**Source text**:
══════

Wednesday, June 30, 2010

anger into writing

Well, after missing last nights appointment I had a bug to check his phone and sure enough he's got a secret email address. I am now officially done!

thankful

My Precious

Tuesday, June 29, 2010

thankful

I am thankful that I have a boat to take refuge in while my marriage falls apart.

PISSED OFF!

Well, its after 6 and he's not home nor did he reschedule our appointment. He's known about this for a month. There is no excuse for this.

upset

Write down what upsets you...

Had a few moments of flashbacks during church today, but other than that, I'm doing okay today. Meeting with the Dr. tonight. Hopefully Handsome will make it this time.

Monday, June 28, 2010

activity log 6/28/2010

9:10 starting log, checking schedule

9:15 take a bath

thankful

Unemployment checks.

Sunday, June 27, 2010

6/27/10

Woke up a few times, but finally got up a little after 8. I got dressed for church and rebooted the laundry. Handsome was making biscuits and gravy. Perfect. Skipped it and off I went. Today I was taking communion for the 1st time in years. I kept praying it wouldn't kill me. I decided to go to the mission church. On the drive down, I listened to Catholic mass. "I guess this can sub for missing Orthros today," I thought. It was a nice service and God didn't strike me down for approaching him unworthy. I want so much to be healed. Then I went to the boat and I'm reading The Art of Prayer from Igumen Chariton of Valamo after reading a little booklet about prayer. I'm still on the intro. We stopped and went to Chronic. He's been hanging pictures and working on little projects. I have a bit of a sense of peace. I need to remember that I need God.

══════

**Provided records**:
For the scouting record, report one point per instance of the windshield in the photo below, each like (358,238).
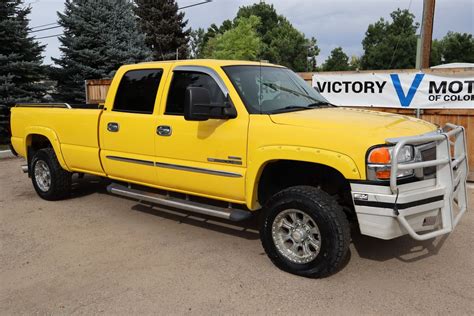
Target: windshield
(269,90)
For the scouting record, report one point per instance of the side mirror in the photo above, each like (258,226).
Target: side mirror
(198,106)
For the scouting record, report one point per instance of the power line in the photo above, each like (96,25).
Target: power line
(47,28)
(194,5)
(48,36)
(38,26)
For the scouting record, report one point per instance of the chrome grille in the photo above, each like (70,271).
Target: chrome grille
(426,155)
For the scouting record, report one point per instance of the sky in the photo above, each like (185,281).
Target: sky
(332,22)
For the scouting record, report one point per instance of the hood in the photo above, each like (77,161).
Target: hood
(350,122)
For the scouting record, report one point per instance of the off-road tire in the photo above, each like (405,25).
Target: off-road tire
(329,217)
(60,187)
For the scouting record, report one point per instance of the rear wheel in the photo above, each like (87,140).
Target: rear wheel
(304,231)
(50,180)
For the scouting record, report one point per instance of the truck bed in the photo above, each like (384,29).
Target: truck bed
(79,145)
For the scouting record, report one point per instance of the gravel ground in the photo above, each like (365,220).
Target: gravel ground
(97,253)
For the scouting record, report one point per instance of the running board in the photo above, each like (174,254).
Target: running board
(234,215)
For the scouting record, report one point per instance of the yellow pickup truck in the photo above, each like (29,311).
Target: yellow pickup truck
(231,139)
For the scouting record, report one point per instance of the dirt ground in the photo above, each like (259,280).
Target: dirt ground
(97,253)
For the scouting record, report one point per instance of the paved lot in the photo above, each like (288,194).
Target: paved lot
(97,253)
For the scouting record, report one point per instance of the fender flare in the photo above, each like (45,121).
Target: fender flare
(51,136)
(265,155)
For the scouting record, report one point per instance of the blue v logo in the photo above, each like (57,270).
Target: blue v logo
(405,100)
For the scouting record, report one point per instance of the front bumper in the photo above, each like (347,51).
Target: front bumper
(423,209)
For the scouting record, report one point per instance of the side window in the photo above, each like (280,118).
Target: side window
(184,79)
(137,91)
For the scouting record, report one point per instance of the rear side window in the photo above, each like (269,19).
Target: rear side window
(184,79)
(137,91)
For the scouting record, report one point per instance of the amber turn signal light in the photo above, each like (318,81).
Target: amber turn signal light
(380,155)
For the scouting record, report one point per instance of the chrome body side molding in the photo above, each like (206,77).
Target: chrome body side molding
(131,160)
(177,167)
(199,170)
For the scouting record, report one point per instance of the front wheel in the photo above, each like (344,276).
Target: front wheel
(50,180)
(304,231)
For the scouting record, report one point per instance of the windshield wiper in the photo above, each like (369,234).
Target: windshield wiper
(289,108)
(278,87)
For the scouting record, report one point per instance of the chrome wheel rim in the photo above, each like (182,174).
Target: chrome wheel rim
(296,236)
(42,175)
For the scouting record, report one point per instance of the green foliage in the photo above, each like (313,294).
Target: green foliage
(196,43)
(20,56)
(354,63)
(280,43)
(165,28)
(454,47)
(99,36)
(391,45)
(240,42)
(337,61)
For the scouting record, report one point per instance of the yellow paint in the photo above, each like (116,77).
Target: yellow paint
(335,137)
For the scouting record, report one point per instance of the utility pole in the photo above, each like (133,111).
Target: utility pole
(426,33)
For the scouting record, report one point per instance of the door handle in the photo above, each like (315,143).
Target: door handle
(164,130)
(112,127)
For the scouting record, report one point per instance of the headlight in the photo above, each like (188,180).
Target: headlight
(380,158)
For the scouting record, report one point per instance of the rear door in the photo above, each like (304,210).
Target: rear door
(207,158)
(128,125)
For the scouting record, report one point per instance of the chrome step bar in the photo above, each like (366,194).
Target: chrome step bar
(231,214)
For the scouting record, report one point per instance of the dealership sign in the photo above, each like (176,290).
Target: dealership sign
(396,90)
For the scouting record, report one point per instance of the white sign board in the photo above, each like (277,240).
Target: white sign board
(397,90)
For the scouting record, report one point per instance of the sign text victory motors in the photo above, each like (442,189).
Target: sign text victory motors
(406,90)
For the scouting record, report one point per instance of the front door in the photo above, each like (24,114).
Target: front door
(207,158)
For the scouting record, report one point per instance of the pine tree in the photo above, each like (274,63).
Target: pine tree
(165,28)
(99,36)
(391,45)
(20,56)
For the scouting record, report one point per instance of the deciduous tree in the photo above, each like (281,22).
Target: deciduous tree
(240,42)
(20,56)
(391,44)
(337,61)
(99,36)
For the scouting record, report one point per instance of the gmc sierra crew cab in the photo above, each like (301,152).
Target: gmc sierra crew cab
(232,138)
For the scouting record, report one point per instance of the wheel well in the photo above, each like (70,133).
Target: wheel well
(36,142)
(283,174)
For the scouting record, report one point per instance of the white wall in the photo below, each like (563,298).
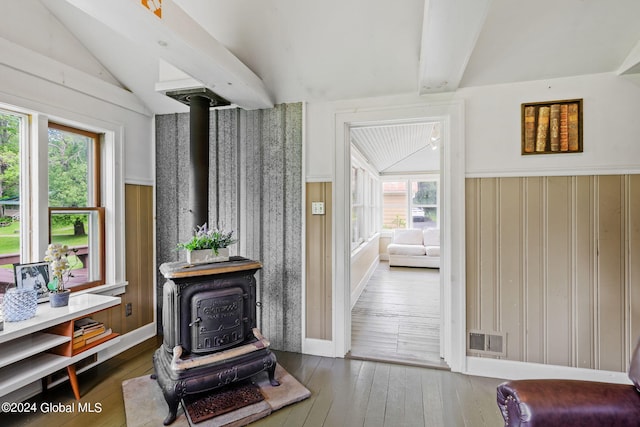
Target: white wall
(611,128)
(492,127)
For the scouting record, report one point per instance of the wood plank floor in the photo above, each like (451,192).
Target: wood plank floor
(397,317)
(344,392)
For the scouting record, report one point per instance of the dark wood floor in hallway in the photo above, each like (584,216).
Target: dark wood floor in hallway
(397,317)
(344,392)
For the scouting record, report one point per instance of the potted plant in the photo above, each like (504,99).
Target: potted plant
(208,245)
(57,256)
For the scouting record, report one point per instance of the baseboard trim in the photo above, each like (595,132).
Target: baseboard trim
(355,294)
(318,347)
(510,370)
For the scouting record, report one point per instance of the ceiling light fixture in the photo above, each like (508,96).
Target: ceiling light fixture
(434,139)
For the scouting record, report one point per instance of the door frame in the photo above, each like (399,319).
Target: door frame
(452,262)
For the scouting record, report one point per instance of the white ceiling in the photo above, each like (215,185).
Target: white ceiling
(345,49)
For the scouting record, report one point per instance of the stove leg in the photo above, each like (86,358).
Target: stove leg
(173,411)
(272,375)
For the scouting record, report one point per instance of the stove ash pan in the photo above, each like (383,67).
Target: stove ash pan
(208,317)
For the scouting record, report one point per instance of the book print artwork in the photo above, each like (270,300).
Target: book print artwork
(552,127)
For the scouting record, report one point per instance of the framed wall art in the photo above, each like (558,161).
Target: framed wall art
(552,127)
(34,276)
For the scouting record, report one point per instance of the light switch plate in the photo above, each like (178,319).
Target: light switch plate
(317,208)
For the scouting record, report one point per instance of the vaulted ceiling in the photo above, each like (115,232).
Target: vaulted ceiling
(260,53)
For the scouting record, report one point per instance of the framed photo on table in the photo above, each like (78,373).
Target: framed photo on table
(33,276)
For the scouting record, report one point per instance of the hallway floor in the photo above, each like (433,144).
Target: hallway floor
(397,317)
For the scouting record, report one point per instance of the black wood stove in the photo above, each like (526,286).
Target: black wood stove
(209,325)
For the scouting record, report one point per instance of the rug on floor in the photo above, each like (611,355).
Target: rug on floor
(145,405)
(202,406)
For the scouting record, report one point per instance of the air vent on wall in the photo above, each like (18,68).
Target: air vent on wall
(487,343)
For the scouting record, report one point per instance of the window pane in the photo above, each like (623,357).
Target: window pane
(425,193)
(394,201)
(11,133)
(424,204)
(70,161)
(80,231)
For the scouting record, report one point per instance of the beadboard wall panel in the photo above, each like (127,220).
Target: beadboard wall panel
(255,188)
(552,262)
(319,271)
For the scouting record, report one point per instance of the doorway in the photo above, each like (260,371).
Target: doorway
(450,114)
(395,175)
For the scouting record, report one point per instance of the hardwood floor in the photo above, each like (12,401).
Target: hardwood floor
(397,317)
(344,392)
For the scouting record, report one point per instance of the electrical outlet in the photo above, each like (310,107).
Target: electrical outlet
(317,208)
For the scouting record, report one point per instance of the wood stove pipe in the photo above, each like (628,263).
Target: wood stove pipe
(199,160)
(199,100)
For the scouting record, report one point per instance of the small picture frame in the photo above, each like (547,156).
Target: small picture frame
(33,275)
(552,127)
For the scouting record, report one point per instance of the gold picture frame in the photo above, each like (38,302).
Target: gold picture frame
(552,127)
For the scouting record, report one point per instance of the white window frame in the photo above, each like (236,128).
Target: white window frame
(34,167)
(409,180)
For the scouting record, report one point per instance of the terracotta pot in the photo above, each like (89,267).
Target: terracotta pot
(206,256)
(59,299)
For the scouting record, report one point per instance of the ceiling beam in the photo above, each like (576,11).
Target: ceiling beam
(631,64)
(450,30)
(177,39)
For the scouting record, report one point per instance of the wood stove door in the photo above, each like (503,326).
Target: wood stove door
(217,320)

══════

**Required tasks**:
(1) Duplicate the part of the journal between "Woke up a few" and "I need God.", inclusive.
(2) Say whether each statement agrees with the journal, answering yes or no and quoting the deciding words: (a) On June 27 the writer ate the biscuits and gravy Handsome was making. (b) The writer chose to attend the mission church. (c) The writer had gotten past the intro of The Art of Prayer.

**Answer section**:
(1)
Woke up a few times, but finally got up a little after 8. I got dressed for church and rebooted the laundry. Handsome was making biscuits and gravy. Perfect. Skipped it and off I went. Today I was taking communion for the 1st time in years. I kept praying it wouldn't kill me. I decided to go to the mission church. On the drive down, I listened to Catholic mass. "I guess this can sub for missing Orthros today," I thought. It was a nice service and God didn't strike me down for approaching him unworthy. I want so much to be healed. Then I went to the boat and I'm reading The Art of Prayer from Igumen Chariton of Valamo after reading a little booklet about prayer. I'm still on the intro. We stopped and went to Chronic. He's been hanging pictures and working on little projects. I have a bit of a sense of peace. I need to remember that I need God.

(2)
(a) No: "Skipped it and off I went."
(b) Yes: "I decided to go to the mission church."
(c) No: "I'm still on the intro."